◆ Provided text
▼
Leading a team to a NBA title, the first in 40 years, is a thrilling and exhausting accomplishment. Post-parade the downtime goes something like this: a summer of golf, family, basking in the glow of your amazing year and obsessing about how to keep it going.
But make plans and God laughs.
Steve Kerr had a miserable summer of disc surgery, pain, recovery, another surgery and now more recovery.
It was apparent after the first few days of training camp that the physicality required to coach was impossible considering his various back procedures. Kerr’s mind was telling him one thing, his body was telling him something else. The NBA grind, the practices, the early morning meetings, the late night meetings, the plane rides, the hotel mattresses, all of it puts stress on a body. Just like a player has to recognize when his body is in revolt, telling him to stop, so it is true of coaches. Kerr is stepping down temporarily, taking a leave of absence, and Luke Walton– who has never been a head coach- and who has been an assistant head coach for one year will take over.
“After the first two days of training camp, I realized I need to take a step back and focus on my rehabilitation in order to be ready for the grind of another season. As I noted last week, my summer was difficult and no fun due to the multiple surgeries. At this point, I simply want to get healthy and back to my normal daily routine on and off the court.”
A ruptured disc (it happened in Game 5 of the NBA Finals) is painful- nerves are involved- and the treatment and recovery follow no specific guidelines. It is different for each patient. But anyone who has ever had back pain over time understands what Kerr means when he says he wants to get back to his life, the simple parts like getting out of bed and making coffee, and the complicated parts like pacing up and down the sidelines and standing for hours on end as a NBA coach.
▲
◆ Brief
Reproduce the article on Steve Kerr's leave of absence word for word, from start to finish. The records that follow are separate material, unrelated to the article above.

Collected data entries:
▼
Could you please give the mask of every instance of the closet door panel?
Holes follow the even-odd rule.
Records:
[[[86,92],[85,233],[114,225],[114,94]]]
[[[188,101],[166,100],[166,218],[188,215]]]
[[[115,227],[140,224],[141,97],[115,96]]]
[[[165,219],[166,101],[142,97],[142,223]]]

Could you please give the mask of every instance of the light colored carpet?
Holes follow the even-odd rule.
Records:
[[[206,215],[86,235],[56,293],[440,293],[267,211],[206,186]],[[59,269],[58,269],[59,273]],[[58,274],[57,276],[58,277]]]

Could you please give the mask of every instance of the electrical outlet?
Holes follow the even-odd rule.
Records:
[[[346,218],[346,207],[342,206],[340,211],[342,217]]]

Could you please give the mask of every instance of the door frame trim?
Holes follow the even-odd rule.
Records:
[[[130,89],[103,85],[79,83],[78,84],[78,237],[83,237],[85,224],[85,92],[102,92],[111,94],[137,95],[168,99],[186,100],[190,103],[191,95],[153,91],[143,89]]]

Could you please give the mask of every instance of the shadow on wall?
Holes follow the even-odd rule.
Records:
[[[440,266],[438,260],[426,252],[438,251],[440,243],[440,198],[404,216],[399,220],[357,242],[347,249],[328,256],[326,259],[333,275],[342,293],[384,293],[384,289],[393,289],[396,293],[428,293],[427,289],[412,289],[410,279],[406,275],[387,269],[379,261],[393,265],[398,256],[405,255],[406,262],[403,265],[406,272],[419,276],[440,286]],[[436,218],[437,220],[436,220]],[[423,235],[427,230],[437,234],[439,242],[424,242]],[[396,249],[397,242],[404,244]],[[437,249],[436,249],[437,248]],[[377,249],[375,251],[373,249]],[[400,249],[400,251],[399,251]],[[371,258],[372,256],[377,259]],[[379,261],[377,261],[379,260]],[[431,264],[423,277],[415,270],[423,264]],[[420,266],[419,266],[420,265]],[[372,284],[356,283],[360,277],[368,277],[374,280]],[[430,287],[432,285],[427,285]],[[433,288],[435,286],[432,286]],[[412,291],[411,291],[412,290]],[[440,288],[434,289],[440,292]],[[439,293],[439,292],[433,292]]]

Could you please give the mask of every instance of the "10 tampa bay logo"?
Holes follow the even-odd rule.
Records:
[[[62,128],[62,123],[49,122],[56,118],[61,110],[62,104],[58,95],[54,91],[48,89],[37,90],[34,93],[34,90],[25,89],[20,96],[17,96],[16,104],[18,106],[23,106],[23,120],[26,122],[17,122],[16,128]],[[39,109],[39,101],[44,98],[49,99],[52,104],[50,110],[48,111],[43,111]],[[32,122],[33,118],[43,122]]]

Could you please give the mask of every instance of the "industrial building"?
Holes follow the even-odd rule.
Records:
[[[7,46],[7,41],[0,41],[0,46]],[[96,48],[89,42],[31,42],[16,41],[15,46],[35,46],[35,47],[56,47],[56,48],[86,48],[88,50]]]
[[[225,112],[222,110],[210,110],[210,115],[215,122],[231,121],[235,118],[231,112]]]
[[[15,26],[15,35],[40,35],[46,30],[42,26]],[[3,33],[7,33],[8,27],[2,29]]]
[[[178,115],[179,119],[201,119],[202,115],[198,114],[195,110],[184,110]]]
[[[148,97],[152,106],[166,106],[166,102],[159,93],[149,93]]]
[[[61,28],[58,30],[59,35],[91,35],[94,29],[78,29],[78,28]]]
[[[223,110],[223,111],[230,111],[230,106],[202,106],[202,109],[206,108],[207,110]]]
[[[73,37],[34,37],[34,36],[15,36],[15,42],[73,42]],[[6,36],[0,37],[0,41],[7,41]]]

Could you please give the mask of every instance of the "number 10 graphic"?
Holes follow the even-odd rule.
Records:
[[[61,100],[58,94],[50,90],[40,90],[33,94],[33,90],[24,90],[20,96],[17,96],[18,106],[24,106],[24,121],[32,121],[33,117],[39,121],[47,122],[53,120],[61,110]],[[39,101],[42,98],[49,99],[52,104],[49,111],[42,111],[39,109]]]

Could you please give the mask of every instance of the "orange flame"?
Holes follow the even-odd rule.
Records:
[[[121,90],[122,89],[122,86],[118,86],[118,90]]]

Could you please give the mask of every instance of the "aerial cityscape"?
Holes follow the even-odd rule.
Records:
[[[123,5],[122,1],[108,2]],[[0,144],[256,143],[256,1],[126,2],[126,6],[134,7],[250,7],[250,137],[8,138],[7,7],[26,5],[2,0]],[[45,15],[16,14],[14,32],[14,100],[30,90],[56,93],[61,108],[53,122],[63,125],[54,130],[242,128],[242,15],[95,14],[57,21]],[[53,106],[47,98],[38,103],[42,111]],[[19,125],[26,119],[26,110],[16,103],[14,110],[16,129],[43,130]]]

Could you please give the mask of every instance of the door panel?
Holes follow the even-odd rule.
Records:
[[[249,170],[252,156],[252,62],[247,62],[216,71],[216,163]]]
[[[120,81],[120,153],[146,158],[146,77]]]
▲
◆ Task result
Leading a team to a NBA title, the first in 40 years, is a thrilling and exhausting accomplishment. Post-parade the downtime goes something like this: a summer of golf, family, basking in the glow of your amazing year and obsessing about how to keep it going.
But make plans and God laughs.
Steve Kerr had a miserable summer of disc surgery, pain, recovery, another surgery and now more recovery.
It was apparent after the first few days of training camp that the physicality required to coach was impossible considering his various back procedures. Kerr’s mind was telling him one thing, his body was telling him something else. The NBA grind, the practices, the early morning meetings, the late night meetings, the plane rides, the hotel mattresses, all of it puts stress on a body. Just like a player has to recognize when his body is in revolt, telling him to stop, so it is true of coaches. Kerr is stepping down temporarily, taking a leave of absence, and Luke Walton– who has never been a head coach- and who has been an assistant head coach for one year will take over.
“After the first two days of training camp, I realized I need to take a step back and focus on my rehabilitation in order to be ready for the grind of another season. As I noted last week, my summer was difficult and no fun due to the multiple surgeries. At this point, I simply want to get healthy and back to my normal daily routine on and off the court.”
A ruptured disc (it happened in Game 5 of the NBA Finals) is painful- nerves are involved- and the treatment and recovery follow no specific guidelines. It is different for each patient. But anyone who has ever had back pain over time understands what Kerr means when he says he wants to get back to his life, the simple parts like getting out of bed and making coffee, and the complicated parts like pacing up and down the sidelines and standing for hours on end as a NBA coach.